━━━ Exercise inputs
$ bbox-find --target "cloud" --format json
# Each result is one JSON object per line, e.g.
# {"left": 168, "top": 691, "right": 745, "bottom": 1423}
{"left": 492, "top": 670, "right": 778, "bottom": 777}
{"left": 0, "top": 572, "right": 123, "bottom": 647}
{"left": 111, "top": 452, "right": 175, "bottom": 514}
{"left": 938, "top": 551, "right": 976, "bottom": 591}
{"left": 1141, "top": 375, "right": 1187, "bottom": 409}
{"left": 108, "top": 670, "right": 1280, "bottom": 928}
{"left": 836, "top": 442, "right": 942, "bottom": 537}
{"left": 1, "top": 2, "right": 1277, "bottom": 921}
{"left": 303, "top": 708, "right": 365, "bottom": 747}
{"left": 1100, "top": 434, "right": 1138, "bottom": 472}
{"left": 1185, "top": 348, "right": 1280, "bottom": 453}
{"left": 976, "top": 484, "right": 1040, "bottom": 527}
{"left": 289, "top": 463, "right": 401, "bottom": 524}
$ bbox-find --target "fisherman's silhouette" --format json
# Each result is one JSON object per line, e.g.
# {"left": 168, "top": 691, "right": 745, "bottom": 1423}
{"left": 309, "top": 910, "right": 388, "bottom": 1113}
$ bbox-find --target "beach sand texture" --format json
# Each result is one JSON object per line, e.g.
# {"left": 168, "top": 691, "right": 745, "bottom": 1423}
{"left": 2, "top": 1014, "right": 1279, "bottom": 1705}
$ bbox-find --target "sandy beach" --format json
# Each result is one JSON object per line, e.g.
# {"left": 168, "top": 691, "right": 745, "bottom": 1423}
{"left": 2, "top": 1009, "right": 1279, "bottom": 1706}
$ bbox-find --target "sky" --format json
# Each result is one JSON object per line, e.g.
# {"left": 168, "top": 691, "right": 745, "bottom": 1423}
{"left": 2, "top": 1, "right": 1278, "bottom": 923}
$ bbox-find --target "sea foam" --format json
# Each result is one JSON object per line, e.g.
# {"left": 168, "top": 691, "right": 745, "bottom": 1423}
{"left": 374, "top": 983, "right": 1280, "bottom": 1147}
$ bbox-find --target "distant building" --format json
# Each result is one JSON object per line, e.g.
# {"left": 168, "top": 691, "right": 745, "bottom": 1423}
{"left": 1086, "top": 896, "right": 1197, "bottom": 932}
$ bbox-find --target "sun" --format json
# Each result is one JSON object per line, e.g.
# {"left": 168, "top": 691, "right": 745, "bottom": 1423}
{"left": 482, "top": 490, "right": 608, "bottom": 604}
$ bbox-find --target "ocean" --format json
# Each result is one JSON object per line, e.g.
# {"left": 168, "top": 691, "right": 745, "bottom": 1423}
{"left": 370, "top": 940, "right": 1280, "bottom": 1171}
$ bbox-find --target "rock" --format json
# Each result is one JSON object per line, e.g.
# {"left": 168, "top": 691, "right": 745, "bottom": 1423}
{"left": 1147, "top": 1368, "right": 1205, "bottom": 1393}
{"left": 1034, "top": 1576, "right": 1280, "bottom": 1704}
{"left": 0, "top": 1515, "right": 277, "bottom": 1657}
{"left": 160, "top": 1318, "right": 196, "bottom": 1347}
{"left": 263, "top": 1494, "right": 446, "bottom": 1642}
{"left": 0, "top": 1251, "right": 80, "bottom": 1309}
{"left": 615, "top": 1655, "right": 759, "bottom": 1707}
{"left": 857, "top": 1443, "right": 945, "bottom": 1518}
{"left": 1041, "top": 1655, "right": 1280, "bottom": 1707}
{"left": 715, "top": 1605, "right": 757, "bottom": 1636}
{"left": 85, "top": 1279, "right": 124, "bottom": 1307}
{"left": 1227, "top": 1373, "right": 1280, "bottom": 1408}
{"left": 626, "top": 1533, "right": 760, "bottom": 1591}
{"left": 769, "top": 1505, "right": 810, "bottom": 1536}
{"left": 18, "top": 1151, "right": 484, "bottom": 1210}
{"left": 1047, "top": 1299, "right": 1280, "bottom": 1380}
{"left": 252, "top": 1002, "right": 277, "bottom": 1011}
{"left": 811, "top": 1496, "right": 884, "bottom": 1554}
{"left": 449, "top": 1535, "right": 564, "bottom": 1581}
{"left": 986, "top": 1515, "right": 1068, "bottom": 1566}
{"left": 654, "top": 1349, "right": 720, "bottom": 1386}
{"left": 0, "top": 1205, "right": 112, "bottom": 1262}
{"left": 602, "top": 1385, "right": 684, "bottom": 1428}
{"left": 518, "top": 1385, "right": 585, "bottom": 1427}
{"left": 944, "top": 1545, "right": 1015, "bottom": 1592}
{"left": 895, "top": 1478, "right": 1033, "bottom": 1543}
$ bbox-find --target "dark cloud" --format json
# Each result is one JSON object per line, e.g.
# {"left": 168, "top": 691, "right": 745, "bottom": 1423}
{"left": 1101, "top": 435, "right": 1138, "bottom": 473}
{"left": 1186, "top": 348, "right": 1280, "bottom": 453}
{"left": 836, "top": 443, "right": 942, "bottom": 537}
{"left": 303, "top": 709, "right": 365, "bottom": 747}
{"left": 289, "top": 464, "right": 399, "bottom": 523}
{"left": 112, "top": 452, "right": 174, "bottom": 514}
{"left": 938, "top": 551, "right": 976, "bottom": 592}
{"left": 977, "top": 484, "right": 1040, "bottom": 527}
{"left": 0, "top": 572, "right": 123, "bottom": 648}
━━━━━━
● **Task prompt**
Which of the lines above contain "cloud"? Return them all.

● **Completed task**
$ bbox-find --target "cloud" --format json
$ bbox-find --target "dark cloud" --format json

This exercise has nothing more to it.